Student Health Service

We’re wrapping up our coverage of some good-to-know topics for parents and families as we all gear up for the start of school.  One of the areas we want to talk about this week is the Student Health Service.

Some of you might remember your own alma maters’ student health service and you might recall a not-too-sophisticated operation (I heard someone once describe theirs as ‘a nurse dispensing aspirin’ sort of office).  I am here to tell you that is not the case at Wake Forest.  Your students have a wealth of medical expertise and services at their fingertips here.  As one of the clinicians told a group of parents once, “consider us your students’ Primary Care Physicians while they are at school.”

Here are a few Student Health Service links of interest:

Parents Top 10 Things to Know – this is a great place to start in understanding some of the basics of student health, office availability, and privacy of student health records

Services – your students have access to both preventive and urgent care, care for chronic illnesses, allergy shots and immunizations, gynecological services, a pharmacy, psychiatric consultation, and more.   And if your student has any kind of chronic medical issue, please urge him or her to contact the Student Health Service either before the semester starts or early on in the semester to make sure that the Student Health Service is aware and can be part of their health care team.   This section also talks about fees and insurance, so it is helpful parent information.

There are times when the Student Health Service is closed.   They do have a referral page for resources off campus in those times.

There is normally a flu vaccine clinic offered in the fall semester once the vaccine is available.  Information about that will be available on the Parents’ Page once we announce it.  We’ll also announce it on the Parents’ Facebook and Twitter accounts

One of the questions we get most often in the Parent Programs office is “what if my student is sick and I want to talk to his/her doctors at Student Health?”  Our Student Health Service answered that for us on our Parents Page Questions and Answers section on Healthcare – but we’ll put there answer here for you:

What if my student is ill?  Do I get notified, and if so, how?

→ **DATA SHOWN**:

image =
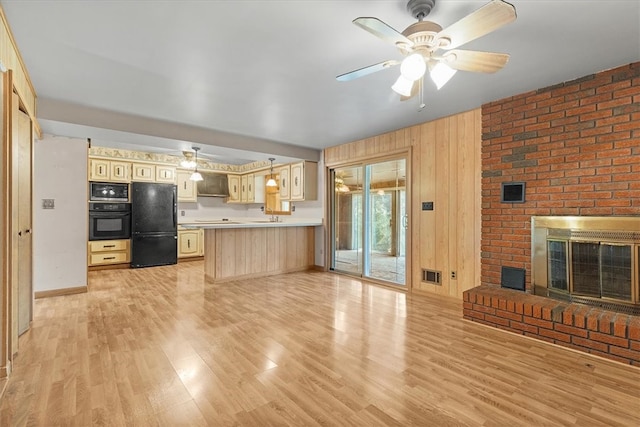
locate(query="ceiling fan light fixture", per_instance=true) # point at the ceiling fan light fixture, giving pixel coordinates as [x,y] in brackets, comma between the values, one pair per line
[441,73]
[413,67]
[403,86]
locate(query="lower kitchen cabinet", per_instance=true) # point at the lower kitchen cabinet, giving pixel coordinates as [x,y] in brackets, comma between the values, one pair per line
[190,243]
[105,252]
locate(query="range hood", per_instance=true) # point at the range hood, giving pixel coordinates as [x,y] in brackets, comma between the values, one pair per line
[213,185]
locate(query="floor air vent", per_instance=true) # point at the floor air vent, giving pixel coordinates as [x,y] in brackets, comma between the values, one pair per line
[432,276]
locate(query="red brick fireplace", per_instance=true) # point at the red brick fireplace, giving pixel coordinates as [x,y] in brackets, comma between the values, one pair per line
[576,146]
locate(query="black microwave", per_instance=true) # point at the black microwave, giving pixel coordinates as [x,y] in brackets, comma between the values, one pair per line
[108,192]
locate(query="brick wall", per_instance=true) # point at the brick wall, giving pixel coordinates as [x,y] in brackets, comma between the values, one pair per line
[592,330]
[576,145]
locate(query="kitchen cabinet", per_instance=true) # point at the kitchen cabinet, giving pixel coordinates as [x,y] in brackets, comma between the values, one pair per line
[105,252]
[304,181]
[187,189]
[143,172]
[190,243]
[109,170]
[166,174]
[234,189]
[285,172]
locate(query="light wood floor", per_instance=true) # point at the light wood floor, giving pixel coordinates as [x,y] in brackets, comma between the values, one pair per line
[159,346]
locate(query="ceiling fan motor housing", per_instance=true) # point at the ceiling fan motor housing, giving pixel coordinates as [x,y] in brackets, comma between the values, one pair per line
[419,9]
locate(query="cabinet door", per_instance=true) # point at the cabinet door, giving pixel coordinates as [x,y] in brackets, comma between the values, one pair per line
[143,172]
[250,188]
[285,183]
[99,170]
[188,243]
[234,189]
[297,181]
[120,171]
[244,193]
[258,189]
[187,190]
[166,174]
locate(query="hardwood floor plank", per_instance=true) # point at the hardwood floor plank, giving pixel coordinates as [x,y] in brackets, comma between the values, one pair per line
[164,346]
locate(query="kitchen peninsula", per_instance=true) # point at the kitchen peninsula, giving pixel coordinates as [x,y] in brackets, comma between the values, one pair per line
[251,247]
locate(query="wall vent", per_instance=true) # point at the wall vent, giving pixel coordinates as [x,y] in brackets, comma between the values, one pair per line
[432,276]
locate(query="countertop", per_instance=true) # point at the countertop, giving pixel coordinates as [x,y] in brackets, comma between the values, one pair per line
[249,222]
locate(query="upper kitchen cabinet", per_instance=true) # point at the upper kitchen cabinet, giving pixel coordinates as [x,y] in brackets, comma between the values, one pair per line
[284,173]
[109,170]
[304,181]
[187,189]
[144,172]
[166,174]
[234,189]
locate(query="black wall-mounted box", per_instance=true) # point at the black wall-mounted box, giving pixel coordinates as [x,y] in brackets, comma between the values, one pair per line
[512,192]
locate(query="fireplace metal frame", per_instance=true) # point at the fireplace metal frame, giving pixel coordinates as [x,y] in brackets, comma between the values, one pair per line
[613,230]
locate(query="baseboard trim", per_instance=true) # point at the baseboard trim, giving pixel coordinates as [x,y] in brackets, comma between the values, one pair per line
[60,292]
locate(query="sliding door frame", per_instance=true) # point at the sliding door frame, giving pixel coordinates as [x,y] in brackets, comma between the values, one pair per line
[329,209]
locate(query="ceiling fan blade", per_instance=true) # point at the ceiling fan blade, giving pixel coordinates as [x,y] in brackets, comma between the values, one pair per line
[488,18]
[366,70]
[382,30]
[479,62]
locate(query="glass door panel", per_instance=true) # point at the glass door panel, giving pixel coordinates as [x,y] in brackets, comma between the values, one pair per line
[369,226]
[384,221]
[347,220]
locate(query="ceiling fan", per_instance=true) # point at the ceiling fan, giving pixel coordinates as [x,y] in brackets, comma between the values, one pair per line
[422,42]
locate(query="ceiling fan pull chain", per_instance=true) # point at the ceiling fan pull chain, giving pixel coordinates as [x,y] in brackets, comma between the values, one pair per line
[421,94]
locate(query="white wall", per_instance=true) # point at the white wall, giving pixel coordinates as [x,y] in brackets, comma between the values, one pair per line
[60,234]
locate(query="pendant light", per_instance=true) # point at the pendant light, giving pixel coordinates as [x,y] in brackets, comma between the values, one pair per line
[196,176]
[271,182]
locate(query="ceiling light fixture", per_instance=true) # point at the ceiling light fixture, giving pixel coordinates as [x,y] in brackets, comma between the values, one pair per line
[271,182]
[196,176]
[188,162]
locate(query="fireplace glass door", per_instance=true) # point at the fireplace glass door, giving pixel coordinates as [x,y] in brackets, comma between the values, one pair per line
[591,269]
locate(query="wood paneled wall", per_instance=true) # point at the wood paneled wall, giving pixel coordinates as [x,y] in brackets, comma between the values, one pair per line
[445,165]
[11,59]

→ **REQUIREMENT**:
Rewrite the paragraph of the Student Health Service text that begins "Services – your students have access" as a short bulleted list that keeps its main facts.

→ **RESULT FOR THIS TASK**:
- Students have access to preventive and urgent care, care for chronic illnesses, allergy shots and immunizations, gynecological services, a pharmacy, psychiatric consultation, and more.
- Students with any chronic medical issue should contact the Student Health Service before the semester starts or early in it, so the service is aware and can be part of their health care team.
- The section also covers fees and insurance, which makes it helpful for parents.